### What is asked
Transcribe the listing verbatim. Do not carry over any pictures.

### Supplied material
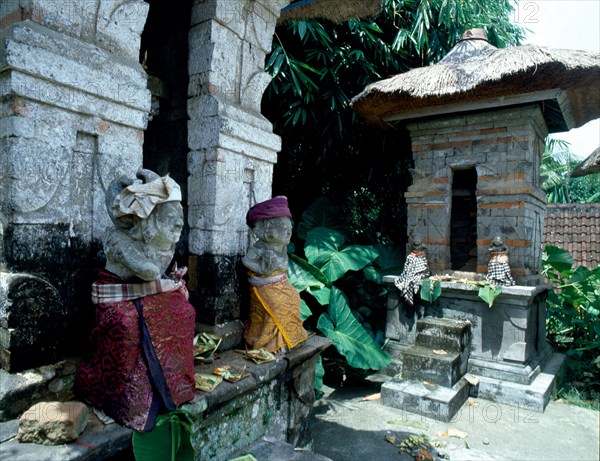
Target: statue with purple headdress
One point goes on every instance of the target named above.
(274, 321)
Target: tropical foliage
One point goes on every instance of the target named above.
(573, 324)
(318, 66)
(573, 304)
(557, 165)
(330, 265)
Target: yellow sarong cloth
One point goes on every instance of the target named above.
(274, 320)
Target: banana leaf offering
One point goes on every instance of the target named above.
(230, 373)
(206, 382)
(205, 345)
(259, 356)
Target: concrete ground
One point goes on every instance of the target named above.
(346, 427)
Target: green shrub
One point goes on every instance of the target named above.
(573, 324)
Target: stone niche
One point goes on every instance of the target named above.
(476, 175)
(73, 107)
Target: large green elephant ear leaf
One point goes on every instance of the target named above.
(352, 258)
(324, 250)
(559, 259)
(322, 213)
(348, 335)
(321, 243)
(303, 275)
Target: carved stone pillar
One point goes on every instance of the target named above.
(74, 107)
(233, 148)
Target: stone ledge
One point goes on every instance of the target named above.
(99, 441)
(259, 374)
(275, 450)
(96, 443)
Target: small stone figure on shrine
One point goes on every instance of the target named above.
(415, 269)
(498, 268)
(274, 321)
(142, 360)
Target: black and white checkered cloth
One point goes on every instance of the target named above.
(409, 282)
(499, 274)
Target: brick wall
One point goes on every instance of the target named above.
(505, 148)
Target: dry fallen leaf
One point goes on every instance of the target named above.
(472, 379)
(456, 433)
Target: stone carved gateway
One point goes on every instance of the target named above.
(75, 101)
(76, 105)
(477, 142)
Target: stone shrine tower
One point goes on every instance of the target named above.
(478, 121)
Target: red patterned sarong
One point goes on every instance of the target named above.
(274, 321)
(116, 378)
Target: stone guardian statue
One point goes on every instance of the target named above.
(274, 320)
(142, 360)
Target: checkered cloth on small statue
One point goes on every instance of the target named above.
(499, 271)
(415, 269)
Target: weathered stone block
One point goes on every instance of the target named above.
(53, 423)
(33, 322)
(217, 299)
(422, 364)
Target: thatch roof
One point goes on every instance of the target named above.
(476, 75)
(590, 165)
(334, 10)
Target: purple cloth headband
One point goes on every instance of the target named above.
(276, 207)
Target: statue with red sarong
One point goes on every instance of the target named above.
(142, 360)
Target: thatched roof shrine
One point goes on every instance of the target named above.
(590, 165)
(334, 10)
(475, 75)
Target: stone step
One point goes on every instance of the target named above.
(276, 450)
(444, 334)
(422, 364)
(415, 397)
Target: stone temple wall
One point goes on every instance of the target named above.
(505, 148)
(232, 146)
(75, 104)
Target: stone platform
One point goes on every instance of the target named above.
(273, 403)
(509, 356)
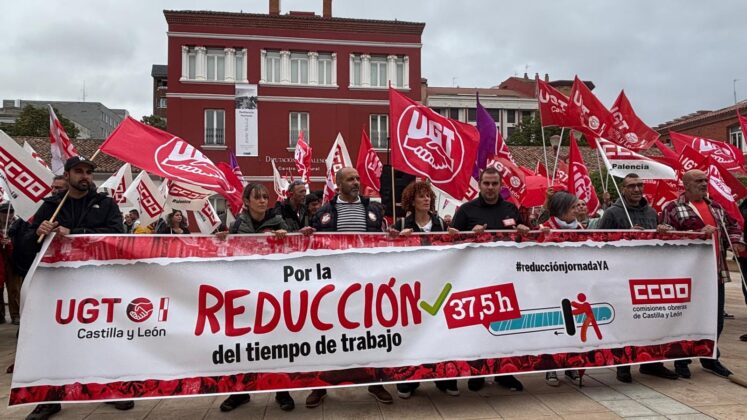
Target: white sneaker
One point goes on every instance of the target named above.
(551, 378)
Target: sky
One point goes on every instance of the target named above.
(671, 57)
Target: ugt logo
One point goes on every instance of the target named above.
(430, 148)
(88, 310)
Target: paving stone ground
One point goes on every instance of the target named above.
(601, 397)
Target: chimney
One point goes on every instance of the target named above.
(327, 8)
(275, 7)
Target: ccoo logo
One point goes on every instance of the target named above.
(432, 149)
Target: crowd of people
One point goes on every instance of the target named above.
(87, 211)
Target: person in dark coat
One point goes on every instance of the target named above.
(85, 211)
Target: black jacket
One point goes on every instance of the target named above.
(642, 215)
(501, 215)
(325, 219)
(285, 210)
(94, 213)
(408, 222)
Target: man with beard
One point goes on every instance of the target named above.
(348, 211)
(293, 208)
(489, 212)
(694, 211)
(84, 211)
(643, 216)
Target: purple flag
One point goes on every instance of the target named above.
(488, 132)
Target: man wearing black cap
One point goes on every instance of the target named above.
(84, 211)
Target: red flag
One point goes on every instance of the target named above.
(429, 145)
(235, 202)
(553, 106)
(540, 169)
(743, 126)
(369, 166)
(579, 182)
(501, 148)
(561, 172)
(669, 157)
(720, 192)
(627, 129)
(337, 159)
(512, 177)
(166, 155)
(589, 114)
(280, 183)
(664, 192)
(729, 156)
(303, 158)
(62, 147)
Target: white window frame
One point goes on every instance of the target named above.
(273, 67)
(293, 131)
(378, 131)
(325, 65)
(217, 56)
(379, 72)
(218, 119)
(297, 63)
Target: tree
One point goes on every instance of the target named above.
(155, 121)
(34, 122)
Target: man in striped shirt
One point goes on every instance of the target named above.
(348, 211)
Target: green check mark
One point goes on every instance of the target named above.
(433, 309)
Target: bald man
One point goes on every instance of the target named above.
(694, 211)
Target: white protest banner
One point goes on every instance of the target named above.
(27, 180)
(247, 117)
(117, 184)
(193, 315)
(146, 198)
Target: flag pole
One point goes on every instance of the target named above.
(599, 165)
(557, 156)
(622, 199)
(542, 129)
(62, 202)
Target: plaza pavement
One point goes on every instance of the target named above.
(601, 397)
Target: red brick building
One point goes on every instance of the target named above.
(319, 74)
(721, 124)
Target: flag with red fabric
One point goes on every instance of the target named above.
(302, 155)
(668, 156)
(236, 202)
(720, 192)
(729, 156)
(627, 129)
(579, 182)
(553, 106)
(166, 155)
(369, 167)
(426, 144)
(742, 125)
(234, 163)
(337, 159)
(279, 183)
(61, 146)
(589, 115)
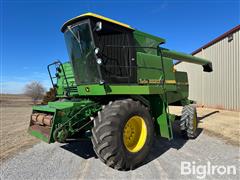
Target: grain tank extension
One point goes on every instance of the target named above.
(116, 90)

### Result of the exercise
Target: statue with purple headdress
One point goes on every instance of the target named above.
(274, 321)
Target: tropical foliage
One point goes on every instance of the target named above.
(573, 324)
(318, 66)
(573, 304)
(557, 165)
(330, 265)
Target: yellow sarong cloth
One point goes on every instance of the target named above.
(274, 320)
Target: banana leaf offering
One point goes on every instance of the target named above.
(230, 373)
(206, 382)
(205, 345)
(259, 356)
Target: concrete ground
One point goes on every instance of the target named above.
(346, 427)
Target: green shrub
One point goes on every instance of the target named above.
(573, 324)
Target: stone niche
One point goes on every instance of the target named above.
(476, 175)
(73, 107)
Target: large green elephant ear leaf
One point goes on every instance of the target named above.
(352, 258)
(324, 250)
(559, 259)
(322, 213)
(348, 335)
(321, 243)
(303, 275)
Target: carved stone pillar
One point goes on every instance of the target named above.
(74, 107)
(233, 148)
Target: stone ledge
One point goes on every instance of the target named above.
(99, 441)
(259, 374)
(275, 450)
(96, 443)
Target: small stone figure on shrine
One point goes on every instance of the target named above.
(415, 269)
(498, 268)
(274, 321)
(142, 360)
Target: black and white checkered cloth
One point goes on every instance of the target named above.
(409, 282)
(499, 274)
Target: brick wall
One point goes on every instance of the target named above.
(505, 148)
Target: dry fallen leaf
One point goes on every instance of the target named above.
(472, 379)
(456, 433)
Target: stone carved gateway
One point goes on every instance of the target named above.
(75, 101)
(76, 105)
(477, 142)
Target: stone shrine tower
One point goes on every instance of the target named above.
(478, 121)
Target: red patterned sarong
One point goes on every instance of the target named above.
(274, 321)
(116, 378)
Target: stone guardian statue
One point goes on every instance of the target named above.
(274, 320)
(142, 360)
Target: checkered cloth on small statue
One point goes on every instance of the target named above.
(499, 271)
(415, 269)
Target: weathered stone block
One point goes on every instance of the target named above.
(53, 423)
(33, 322)
(217, 299)
(422, 364)
Target: thatch roof
One point goes on every instance of the target named above.
(476, 75)
(590, 165)
(334, 10)
Target: purple cloth headband
One point goes on every instance of the target named above.
(276, 207)
Target: statue with red sarong
One point goes on every instance of the target named above.
(142, 360)
Target: thatched roof shrine
One point goes on every instance of the target named above.
(590, 165)
(334, 10)
(475, 75)
Target: stone step
One point goes on every instance of the target named above.
(276, 450)
(444, 334)
(422, 364)
(415, 397)
Target: stone temple wall
One point goes on every instance of the target named above.
(505, 148)
(232, 146)
(75, 104)
Target: stone platform
One point goes on every instance of the target named above.
(273, 403)
(509, 356)
Target: white sneaker
One point goes on every instance of the target named above.
(551, 378)
Target: sky
One point goes on every instance of the target named above.
(671, 57)
Target: ugt logo
One point goes on every instance of the target named above.
(430, 148)
(88, 310)
Target: paving stone ground
One point goes on every instance of the target named above.
(601, 397)
Target: chimney
One point goes on every instance of the target named above.
(327, 8)
(275, 7)
Target: ccoo logo
One point goes on every instance of the target named above.
(432, 149)
Target: crowd of people
One point goes on every instance of the target named above.
(87, 211)
Target: person in dark coat
One point goes on every instance of the target named above.
(85, 211)
Target: black jacket
One point goes on every instance of the target named above.
(642, 215)
(501, 215)
(325, 219)
(285, 210)
(94, 213)
(408, 222)
Target: man with beard
One point goes on every instance of the target named above.
(348, 211)
(293, 208)
(489, 212)
(694, 211)
(84, 211)
(643, 216)
Target: purple flag
One point goes on every instance of the target named above.
(488, 132)
Target: man wearing black cap
One point goes on every instance of the target named above.
(84, 211)
Target: red flag
One point goes on every instance of the target named above.
(429, 145)
(235, 202)
(553, 106)
(540, 169)
(743, 126)
(369, 166)
(579, 182)
(501, 148)
(561, 172)
(669, 157)
(720, 192)
(627, 129)
(337, 159)
(512, 177)
(166, 155)
(589, 114)
(280, 183)
(664, 192)
(729, 156)
(303, 158)
(62, 147)
Target: white window frame
One point goes on every instance of the target named above.
(273, 67)
(293, 131)
(378, 131)
(325, 65)
(217, 56)
(379, 72)
(218, 119)
(297, 63)
Target: tree
One point goes on every instance of the target named above.
(155, 121)
(34, 122)
Target: man in striped shirt
One point goes on every instance of the target named above.
(348, 211)
Target: green check mark
One point goes on every instance of the target named above.
(433, 309)
Target: bald man
One point goes on every instance of the target named above.
(694, 211)
Target: white protest banner
One point goes on every instance of the target named above.
(27, 180)
(247, 117)
(117, 184)
(193, 315)
(146, 198)
Target: flag pole
One point goes on every instance of the target named above.
(599, 165)
(557, 156)
(622, 199)
(542, 129)
(62, 202)
Target: plaza pavement
One point goes on every instance of the target named above.
(601, 397)
Target: red brick building
One point goes on every instance of the target named above.
(319, 74)
(721, 124)
Target: flag with red fabric
One point goes on every instance of the target named above.
(302, 155)
(668, 156)
(236, 202)
(720, 192)
(729, 156)
(627, 129)
(579, 182)
(553, 106)
(166, 155)
(369, 167)
(426, 144)
(742, 125)
(234, 163)
(337, 159)
(279, 183)
(61, 146)
(589, 115)
Target: grain tank extension
One point goes on every instance of the target named above.
(116, 90)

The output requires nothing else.